Before addressing a problem it is important to know something about it. So the research began by assessing the root causes of false positives today and in the past. Next it was decided to look at whether all false positives are the same. For example, do all false positives have the same impact on customers? Do they cost the same to Symantec? The most relevant literature and prior research was then referred to. Finally, interviews were held with a number of domain experts at Symantec.

So what were the key things we learnt about the problem? Here are a few of them:

  • A false positive is essentially a software defect.
  • The cause of most false positives (81%) are clean files entering our workflow systems.
  • The cost of removing a defect becomes more expensive the later in the Software Development Lifecycle (SDLC) it is addressed – up to 100 times more in some cases!

- Raw records -
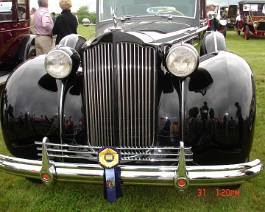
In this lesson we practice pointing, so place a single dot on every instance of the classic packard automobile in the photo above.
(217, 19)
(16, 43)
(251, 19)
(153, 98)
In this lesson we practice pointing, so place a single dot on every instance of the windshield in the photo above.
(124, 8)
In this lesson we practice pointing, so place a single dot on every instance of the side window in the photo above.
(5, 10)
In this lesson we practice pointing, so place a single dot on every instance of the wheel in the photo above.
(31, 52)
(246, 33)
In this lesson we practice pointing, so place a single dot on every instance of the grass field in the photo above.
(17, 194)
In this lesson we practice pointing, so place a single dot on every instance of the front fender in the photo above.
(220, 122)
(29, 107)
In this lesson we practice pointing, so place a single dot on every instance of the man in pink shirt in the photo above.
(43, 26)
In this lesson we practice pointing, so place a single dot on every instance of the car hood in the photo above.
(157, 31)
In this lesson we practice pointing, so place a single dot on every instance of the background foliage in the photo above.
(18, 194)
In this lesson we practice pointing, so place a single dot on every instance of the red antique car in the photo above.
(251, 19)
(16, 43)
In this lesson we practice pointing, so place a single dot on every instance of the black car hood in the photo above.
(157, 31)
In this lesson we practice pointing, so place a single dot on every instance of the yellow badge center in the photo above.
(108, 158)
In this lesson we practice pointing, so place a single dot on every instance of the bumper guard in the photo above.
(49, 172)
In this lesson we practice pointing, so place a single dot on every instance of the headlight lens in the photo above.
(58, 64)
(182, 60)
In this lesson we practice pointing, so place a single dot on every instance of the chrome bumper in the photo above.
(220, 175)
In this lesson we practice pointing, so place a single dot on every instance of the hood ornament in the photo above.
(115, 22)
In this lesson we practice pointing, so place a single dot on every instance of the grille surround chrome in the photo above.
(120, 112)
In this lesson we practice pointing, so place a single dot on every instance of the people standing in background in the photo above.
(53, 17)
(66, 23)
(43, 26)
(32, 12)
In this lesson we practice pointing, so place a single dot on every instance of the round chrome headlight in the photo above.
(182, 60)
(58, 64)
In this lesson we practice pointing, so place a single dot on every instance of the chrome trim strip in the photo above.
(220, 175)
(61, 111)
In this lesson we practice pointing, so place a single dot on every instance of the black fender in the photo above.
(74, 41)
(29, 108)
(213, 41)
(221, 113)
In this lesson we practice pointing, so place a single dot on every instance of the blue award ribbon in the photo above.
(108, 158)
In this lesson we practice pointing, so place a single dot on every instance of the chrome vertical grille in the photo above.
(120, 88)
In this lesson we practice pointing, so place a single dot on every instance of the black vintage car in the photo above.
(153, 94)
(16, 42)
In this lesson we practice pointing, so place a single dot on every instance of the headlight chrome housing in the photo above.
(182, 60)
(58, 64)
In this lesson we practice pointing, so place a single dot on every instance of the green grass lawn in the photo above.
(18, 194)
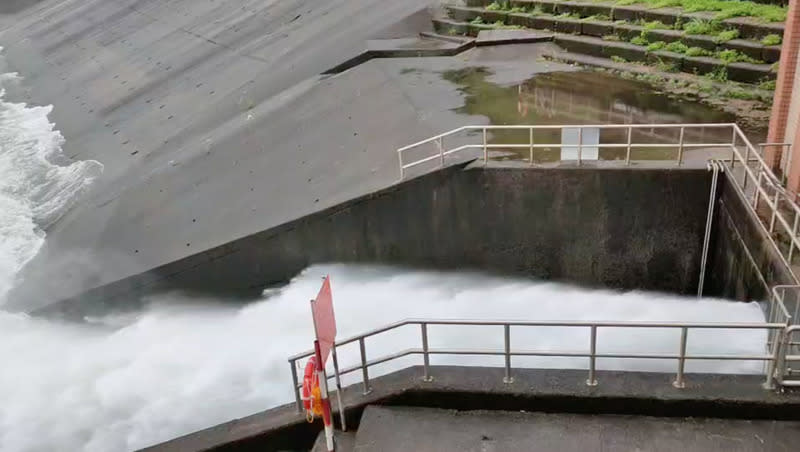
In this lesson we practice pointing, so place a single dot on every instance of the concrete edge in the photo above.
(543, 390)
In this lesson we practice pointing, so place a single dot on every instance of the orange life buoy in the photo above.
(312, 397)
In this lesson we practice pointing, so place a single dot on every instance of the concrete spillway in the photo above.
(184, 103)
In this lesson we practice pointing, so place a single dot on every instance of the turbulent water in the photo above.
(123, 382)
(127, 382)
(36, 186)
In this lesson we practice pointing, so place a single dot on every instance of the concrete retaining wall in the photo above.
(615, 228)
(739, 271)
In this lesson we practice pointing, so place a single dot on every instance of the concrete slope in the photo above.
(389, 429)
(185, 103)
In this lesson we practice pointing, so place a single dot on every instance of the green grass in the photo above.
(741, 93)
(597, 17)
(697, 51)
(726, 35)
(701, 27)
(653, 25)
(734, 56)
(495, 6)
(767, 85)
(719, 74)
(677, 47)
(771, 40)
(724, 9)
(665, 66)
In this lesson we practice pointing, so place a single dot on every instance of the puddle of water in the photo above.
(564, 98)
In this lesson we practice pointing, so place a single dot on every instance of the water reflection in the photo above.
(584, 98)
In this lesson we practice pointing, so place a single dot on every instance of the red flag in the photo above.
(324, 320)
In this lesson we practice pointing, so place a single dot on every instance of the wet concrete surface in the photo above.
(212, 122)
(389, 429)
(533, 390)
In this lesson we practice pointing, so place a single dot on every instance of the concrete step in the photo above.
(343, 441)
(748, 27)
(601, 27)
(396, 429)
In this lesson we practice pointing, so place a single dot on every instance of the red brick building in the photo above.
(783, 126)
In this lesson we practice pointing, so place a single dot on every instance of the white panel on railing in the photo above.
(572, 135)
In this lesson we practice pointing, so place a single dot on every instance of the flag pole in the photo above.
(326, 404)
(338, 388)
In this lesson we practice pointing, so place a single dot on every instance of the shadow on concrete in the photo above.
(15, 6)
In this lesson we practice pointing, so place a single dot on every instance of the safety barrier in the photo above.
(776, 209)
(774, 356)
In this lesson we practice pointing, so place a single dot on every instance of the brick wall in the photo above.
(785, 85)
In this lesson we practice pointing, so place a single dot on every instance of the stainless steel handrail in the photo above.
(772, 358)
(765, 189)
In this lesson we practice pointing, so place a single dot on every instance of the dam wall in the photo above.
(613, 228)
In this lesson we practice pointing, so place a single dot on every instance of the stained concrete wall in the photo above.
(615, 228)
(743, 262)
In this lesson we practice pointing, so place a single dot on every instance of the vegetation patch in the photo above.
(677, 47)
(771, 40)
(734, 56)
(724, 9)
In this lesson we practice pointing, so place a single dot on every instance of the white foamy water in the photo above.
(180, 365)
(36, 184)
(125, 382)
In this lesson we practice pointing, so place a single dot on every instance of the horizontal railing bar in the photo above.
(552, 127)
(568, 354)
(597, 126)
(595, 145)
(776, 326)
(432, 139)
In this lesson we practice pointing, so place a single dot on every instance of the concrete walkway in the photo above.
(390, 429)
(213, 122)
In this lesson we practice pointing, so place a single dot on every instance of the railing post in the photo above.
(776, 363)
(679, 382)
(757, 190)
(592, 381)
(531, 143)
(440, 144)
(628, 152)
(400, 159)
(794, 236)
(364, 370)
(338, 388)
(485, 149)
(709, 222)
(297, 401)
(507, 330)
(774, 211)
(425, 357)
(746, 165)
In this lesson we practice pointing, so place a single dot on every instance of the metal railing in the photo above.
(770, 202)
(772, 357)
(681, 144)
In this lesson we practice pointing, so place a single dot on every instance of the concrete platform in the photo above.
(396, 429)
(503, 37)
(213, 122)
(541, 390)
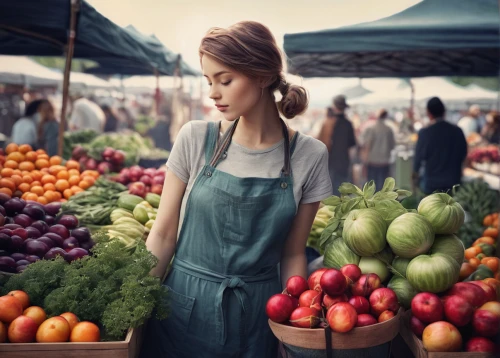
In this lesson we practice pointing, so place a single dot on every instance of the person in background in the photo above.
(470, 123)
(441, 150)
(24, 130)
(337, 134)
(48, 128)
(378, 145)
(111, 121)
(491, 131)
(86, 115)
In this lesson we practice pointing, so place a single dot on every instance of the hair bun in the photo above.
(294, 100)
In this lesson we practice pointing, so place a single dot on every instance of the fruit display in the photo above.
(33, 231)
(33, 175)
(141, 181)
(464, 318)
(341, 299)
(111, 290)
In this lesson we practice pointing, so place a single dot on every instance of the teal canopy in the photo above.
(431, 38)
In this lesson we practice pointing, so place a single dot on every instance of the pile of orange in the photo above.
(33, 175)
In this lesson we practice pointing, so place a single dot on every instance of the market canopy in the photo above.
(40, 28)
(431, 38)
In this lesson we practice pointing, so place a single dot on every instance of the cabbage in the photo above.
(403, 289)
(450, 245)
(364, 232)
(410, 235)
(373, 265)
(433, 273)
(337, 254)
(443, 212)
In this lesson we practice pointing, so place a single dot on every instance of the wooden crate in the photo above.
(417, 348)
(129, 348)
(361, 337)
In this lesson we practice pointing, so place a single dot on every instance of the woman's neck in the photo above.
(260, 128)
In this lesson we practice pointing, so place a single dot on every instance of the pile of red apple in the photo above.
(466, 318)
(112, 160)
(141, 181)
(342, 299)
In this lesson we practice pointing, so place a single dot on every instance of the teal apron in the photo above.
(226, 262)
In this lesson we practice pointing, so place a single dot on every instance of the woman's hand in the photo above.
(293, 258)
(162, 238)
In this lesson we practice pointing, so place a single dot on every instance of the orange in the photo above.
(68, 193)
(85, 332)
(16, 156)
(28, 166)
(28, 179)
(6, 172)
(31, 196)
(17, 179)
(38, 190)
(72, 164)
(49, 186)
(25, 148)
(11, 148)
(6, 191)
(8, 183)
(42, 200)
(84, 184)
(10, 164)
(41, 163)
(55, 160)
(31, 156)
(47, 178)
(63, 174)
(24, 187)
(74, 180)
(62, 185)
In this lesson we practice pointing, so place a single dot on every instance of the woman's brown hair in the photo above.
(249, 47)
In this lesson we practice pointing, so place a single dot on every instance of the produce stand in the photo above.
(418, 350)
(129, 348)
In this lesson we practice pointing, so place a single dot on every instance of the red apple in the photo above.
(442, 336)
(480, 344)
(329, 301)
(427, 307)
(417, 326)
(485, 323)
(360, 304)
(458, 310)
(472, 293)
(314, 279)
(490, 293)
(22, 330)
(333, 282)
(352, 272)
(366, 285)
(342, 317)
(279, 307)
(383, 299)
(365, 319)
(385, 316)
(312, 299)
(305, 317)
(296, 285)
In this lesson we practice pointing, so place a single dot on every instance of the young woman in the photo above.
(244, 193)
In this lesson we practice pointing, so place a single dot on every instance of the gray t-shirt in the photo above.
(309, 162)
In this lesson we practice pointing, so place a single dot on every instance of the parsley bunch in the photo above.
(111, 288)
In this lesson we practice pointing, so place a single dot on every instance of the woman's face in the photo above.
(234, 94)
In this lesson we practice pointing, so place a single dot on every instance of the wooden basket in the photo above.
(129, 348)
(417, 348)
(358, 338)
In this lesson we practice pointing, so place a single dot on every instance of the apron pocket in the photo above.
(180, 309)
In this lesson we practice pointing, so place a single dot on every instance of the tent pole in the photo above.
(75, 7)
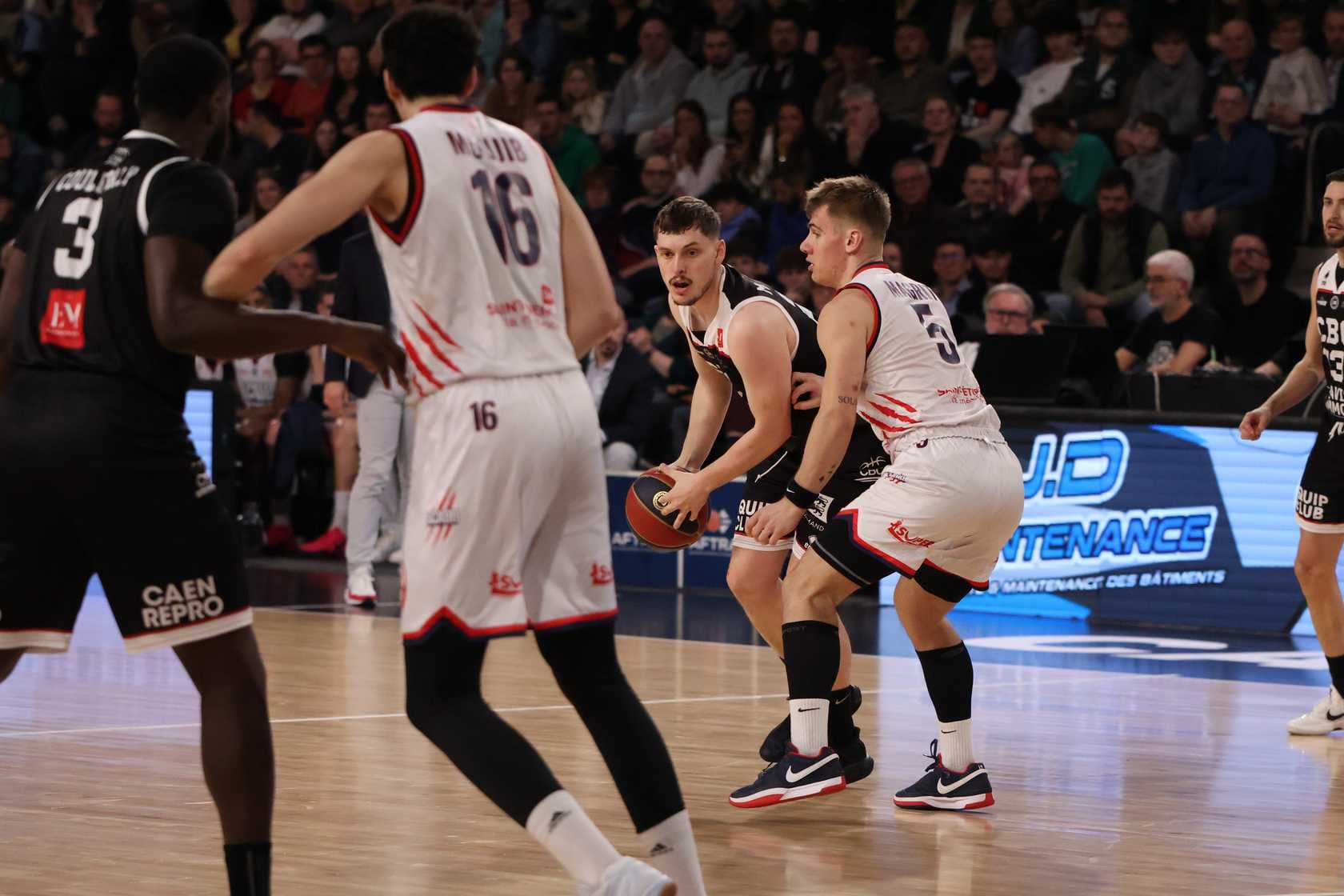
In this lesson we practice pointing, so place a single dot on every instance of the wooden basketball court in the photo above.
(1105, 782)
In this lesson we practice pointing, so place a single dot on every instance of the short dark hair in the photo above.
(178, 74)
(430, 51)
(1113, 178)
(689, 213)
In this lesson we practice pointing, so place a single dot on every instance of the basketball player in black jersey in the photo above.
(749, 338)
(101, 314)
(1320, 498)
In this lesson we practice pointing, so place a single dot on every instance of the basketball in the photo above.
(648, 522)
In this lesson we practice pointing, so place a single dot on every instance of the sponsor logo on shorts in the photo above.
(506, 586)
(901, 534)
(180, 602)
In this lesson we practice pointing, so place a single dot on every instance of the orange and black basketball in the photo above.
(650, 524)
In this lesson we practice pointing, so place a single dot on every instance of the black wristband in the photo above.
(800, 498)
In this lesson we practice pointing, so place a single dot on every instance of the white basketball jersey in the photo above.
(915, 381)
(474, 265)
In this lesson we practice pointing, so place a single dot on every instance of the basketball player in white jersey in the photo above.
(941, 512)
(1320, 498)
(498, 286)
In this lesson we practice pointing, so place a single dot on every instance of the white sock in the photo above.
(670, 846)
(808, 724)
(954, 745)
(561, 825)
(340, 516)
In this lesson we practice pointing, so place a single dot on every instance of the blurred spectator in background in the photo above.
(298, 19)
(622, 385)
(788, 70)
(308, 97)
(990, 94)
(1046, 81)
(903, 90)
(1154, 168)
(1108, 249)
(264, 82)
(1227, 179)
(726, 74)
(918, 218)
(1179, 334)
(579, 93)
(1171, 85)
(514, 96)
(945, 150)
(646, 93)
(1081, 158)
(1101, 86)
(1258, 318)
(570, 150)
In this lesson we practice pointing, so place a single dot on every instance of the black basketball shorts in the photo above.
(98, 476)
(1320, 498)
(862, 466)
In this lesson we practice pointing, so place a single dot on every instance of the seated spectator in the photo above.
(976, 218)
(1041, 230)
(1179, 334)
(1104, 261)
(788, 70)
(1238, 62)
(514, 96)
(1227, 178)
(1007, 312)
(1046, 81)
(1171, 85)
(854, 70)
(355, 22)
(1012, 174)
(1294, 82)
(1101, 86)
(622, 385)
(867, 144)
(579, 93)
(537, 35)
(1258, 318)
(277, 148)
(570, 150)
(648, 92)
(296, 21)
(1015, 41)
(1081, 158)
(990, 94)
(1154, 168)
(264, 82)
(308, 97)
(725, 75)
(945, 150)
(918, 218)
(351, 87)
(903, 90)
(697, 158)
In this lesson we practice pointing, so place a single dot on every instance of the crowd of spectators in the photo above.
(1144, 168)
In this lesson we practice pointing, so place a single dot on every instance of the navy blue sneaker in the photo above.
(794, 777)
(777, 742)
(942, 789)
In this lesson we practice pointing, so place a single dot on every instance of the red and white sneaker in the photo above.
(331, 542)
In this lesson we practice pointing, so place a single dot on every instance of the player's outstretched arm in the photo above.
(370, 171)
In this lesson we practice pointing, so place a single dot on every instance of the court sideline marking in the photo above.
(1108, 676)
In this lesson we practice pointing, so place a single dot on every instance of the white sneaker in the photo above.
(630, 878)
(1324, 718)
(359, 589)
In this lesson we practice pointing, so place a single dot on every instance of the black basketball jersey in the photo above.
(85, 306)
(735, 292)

- Exercise set -
a - How many lines in the rows contain the string "grille"? Give only the number.
b - Continue the passage about false positives, starting after its last sentence.
The rows have no connection to the passage about false positives.

- Written answers -
a - 2

b -
  • However other research has shown that software defects can and perhaps should be classified according to severity level. Finding and fixing higher severity defects is 100 times more expensive when that defect is found in-field than when found during the requirements stage. For lower severity defects the cost is about twice as expensive. This implies that some lower severity false positives might be acceptable.
  • DPP (Defect Prevention Process) is a process geared to preventing the injection of defects into the software process. A core aspect of DPP is root cause analysis of defects so that preventative measures can be taken and implemented to address the causes. It has been leveraged by industry standards such as CMMI, specifically CMMI’s highest maturity level (Level 5).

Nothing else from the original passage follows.